The Perl Toolchain Summit needs more sponsors. If your company depends on Perl, please support this very important event.

TITLE

DRAFT: Synopsis 19: Command Line Interface

AUTHORS

    Jerry Gay <jerry.gay@rakudoconsulting.com>

VERSION

    Created: 12 Dec 2008

    Last Modified: 26 Oct 2009
    Version: 26

This is a draft document. This document describes the command line interface. It has changed extensively from previous versions of Perl in order to increase clarity, consistency, and extensibility. Many of the syntax revisions are extensions, so you'll find that much of the Perl 5 syntax embedded in your muscle memory will still work.

Notable features described in the sections below include:

  • A smart default command-line processor in the core

  • All options have a long, descriptive name for increased clarity

  • Common options have a short, single-character name, and allow clustering

  • Extended option syntax provides the ability to set boolean true/false

  • New ++ metasyntax allows options to be passed through to subsystems

This interface to Perl 6 is special in that it occurs at the intersection of the program and the operating system's command line shell, and thus is not accessed via a consistent syntax everywhere. A few assumptions are made here, which will hopefully stand the test of time: All command-line arguments are assumed to be in Unicode unless proven otherwise; and Perl is born of Unix, and as such the syntax presented in this document is expected to work in a Unix-style shell. To explore the particularities of other operating systems, see Synopsis 25 (TBD).

- PROBLEM 1
Reproduce the passage of the Synopsis 19 draft word for word, starting with "Created: 12 Dec" and going on through "will still work.".
- PROBLEM 2
Answer these questions from the Synopsis 19 draft:
(a) On what date was the draft last modified?
(b) What new metasyntax allows options to be passed through to subsystems?
(c) Which synopsis does the draft point to for the particularities of other operating systems?

- MATERIAL
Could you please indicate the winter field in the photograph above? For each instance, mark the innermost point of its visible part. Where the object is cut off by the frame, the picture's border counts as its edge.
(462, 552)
...
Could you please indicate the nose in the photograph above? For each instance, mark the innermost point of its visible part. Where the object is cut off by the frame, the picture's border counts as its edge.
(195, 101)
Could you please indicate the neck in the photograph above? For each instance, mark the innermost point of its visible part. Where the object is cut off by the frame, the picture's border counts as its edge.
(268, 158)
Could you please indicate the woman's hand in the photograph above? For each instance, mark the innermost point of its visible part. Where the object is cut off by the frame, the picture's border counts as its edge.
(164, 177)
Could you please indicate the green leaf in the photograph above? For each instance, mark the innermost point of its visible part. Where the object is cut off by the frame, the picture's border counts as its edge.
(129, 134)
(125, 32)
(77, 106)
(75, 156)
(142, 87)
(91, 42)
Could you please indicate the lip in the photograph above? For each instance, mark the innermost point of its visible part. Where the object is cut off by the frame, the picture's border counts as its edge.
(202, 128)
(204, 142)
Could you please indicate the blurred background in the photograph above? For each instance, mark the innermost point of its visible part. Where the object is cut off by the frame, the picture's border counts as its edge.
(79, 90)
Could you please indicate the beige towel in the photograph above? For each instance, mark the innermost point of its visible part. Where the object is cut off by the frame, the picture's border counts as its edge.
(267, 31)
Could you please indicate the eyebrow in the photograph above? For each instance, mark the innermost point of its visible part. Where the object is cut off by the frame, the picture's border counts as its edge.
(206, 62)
* * *
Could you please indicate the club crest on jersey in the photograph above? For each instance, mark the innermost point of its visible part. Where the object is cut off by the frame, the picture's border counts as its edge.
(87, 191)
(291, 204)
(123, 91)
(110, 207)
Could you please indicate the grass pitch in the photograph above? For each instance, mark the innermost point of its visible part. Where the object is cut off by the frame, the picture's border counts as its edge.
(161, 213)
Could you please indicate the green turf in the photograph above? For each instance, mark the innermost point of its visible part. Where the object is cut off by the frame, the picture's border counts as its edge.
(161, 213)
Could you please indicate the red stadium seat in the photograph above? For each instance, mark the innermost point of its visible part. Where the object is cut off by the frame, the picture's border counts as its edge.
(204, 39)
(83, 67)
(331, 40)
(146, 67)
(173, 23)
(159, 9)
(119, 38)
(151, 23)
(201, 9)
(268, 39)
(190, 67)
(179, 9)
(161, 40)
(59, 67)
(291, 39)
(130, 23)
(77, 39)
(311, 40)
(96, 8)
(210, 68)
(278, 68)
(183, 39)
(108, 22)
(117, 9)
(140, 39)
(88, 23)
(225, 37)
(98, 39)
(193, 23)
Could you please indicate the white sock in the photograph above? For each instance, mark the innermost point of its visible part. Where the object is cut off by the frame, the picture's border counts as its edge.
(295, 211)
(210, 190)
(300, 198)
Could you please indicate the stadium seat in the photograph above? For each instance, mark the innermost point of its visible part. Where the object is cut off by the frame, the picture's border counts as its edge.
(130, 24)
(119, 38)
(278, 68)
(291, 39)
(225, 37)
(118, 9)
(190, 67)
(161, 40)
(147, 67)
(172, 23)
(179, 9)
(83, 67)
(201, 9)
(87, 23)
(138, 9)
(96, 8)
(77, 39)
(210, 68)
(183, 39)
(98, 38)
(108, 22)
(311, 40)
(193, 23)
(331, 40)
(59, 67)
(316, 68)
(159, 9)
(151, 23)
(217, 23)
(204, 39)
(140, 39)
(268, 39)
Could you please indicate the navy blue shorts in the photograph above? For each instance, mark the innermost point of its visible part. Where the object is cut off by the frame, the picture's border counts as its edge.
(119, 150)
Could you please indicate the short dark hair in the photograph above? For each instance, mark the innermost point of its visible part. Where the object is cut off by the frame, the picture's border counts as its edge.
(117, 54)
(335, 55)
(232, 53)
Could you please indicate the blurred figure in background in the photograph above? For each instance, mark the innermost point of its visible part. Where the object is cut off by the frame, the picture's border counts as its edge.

- CORRECT ANSWER 1
Created: 12 Dec 2008

    Last Modified: 26 Oct 2009
    Version: 26

This is a draft document. This document describes the command line interface. It has changed extensively from previous versions of Perl in order to increase clarity, consistency, and extensibility. Many of the syntax revisions are extensions, so you'll find that much of the Perl 5 syntax embedded in your muscle memory will still work.

- CORRECT ANSWER 2
(a) 26 Oct 2009
(b) The ++ metasyntax
(c) Synopsis 25